**Selected text:**
■ ■ ■ ■ ■

Jyoti CNC Automation Limited’s initial public offering to open on January 09, 2024
• Price Band fixed at ₹ 315 per equity share to ₹ 331 per equity share of the face value of ₹ 2 each (“Equity Shares”) of Jyoti CNC Automation Limited
• Anchor Investor Bidding Date – Monday, January 08, 2024
• Bid /Issue Opening Date – Tuesday, January 09, 2024, and Bid/ Issue Closing Date – Thursday, January 11, 2024
• Bids can be made for a minimum of 45 Equity Shares and in multiples of 45 Equity Shares thereafter.
• A discount of ₹ 15 per Equity Share is being offered to Eligible Employees bidding in the Employee Reservation Portion.

■ ■ ■ ■ ■

**Source data:**

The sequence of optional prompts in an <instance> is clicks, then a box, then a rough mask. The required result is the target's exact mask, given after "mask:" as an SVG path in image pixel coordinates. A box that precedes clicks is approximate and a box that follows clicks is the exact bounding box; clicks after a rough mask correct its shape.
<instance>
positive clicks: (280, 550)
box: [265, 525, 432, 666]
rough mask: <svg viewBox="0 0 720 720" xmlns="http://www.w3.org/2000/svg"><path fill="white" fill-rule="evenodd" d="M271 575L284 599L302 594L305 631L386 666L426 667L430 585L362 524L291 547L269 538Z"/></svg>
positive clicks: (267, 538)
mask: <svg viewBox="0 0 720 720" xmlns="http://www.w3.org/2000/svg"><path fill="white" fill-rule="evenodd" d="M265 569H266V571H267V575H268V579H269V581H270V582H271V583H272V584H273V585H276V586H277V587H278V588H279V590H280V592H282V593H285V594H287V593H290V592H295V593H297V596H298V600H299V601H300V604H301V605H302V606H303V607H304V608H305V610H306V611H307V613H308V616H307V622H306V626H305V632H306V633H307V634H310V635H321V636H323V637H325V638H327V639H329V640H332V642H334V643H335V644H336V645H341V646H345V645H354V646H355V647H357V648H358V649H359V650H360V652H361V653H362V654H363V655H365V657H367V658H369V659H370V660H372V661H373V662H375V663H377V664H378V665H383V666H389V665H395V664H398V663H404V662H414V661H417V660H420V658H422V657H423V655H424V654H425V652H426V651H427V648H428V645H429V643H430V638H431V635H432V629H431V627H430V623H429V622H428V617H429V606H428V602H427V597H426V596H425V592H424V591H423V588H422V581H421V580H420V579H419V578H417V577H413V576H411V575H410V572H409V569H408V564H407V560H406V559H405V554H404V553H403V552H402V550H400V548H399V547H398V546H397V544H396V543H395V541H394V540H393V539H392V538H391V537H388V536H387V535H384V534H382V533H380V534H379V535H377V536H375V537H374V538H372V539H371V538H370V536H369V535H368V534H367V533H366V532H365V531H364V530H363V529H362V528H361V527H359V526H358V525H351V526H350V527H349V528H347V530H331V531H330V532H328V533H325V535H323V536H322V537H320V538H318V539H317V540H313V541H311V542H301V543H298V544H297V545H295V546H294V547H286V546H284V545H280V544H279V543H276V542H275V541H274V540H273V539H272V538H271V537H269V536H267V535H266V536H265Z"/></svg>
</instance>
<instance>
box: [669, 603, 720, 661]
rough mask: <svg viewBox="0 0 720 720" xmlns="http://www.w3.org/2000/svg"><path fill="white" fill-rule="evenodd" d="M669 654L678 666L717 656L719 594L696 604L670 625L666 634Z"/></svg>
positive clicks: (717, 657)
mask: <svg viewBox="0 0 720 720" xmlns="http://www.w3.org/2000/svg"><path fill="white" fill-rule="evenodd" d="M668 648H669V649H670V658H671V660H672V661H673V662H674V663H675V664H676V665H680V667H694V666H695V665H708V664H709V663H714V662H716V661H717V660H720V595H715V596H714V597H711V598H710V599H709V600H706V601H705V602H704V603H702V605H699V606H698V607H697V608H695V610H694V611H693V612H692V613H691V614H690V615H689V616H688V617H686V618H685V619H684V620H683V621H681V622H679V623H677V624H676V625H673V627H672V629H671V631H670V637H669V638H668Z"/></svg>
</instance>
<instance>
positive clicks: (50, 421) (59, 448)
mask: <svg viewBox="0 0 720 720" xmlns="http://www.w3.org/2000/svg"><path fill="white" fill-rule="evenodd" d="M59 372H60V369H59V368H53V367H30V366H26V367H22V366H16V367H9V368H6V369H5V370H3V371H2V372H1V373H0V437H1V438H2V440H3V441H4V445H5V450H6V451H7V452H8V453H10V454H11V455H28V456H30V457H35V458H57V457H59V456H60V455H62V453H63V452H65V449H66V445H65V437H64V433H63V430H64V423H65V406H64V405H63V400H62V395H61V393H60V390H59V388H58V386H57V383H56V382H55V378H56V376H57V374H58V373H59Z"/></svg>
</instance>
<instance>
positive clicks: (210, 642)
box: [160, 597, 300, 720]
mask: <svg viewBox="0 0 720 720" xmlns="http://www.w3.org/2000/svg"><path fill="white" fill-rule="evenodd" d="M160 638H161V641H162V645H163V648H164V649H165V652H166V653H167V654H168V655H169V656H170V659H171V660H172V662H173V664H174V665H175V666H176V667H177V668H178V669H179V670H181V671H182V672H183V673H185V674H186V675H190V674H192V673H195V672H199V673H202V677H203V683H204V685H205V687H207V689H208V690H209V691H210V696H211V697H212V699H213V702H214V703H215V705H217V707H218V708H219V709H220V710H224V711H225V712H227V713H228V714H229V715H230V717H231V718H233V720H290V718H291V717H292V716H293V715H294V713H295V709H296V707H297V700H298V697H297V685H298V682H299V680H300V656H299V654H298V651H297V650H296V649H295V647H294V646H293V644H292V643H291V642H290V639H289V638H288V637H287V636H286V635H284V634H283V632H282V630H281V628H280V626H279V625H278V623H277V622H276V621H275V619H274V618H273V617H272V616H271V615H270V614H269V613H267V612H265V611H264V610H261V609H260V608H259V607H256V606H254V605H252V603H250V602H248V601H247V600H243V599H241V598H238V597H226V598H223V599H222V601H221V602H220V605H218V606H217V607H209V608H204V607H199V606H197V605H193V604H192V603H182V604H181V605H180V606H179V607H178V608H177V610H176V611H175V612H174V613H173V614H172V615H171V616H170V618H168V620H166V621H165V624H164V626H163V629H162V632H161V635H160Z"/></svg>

■ ■ ■ ■ ■

Go on with the IPO announcement for Jyoti CNC Automation Limited from the point where it stops.

**Response for this exercise:**
Bhubaneswar: Jyoti CNC Automation Limited (the “Company”), one of the world’s leading manufacturers of metal cutting computer numerical control (“CNC”) machines with the third largest market share in India in Fiscal 2023 and twelfth largest market share globally in calendar year 2022 (Source: F&S Report), proposes to open its initial public offering of Equity Shares (“Issue”) on Tuesday, January 09, 2024. The Anchor Investor Bidding Date is one Working Day prior to Bid/Issue Opening Date, that is, Monday, January 08, 2024. The Bid/ Issue Closing Date will be Thursday, January 11, 2024.
The Price Band for the Issue has been fixed from ₹ 315 per Equity Share to ₹ 331 per Equity Share. Bids can be made for a minimum of 45 Equity Shares and multiples of 45 Equity Shares thereafter.
The Company’s initial public offering comprises a Fresh Issue of ₹ 10,000.00 million.
The Company proposes to utilize the Net Proceeds towards repayment and/ or pre-payment, in full or part, of certain borrowings availed by the Company, funding long-term working capital requirements of the Company, and general corporate purposes.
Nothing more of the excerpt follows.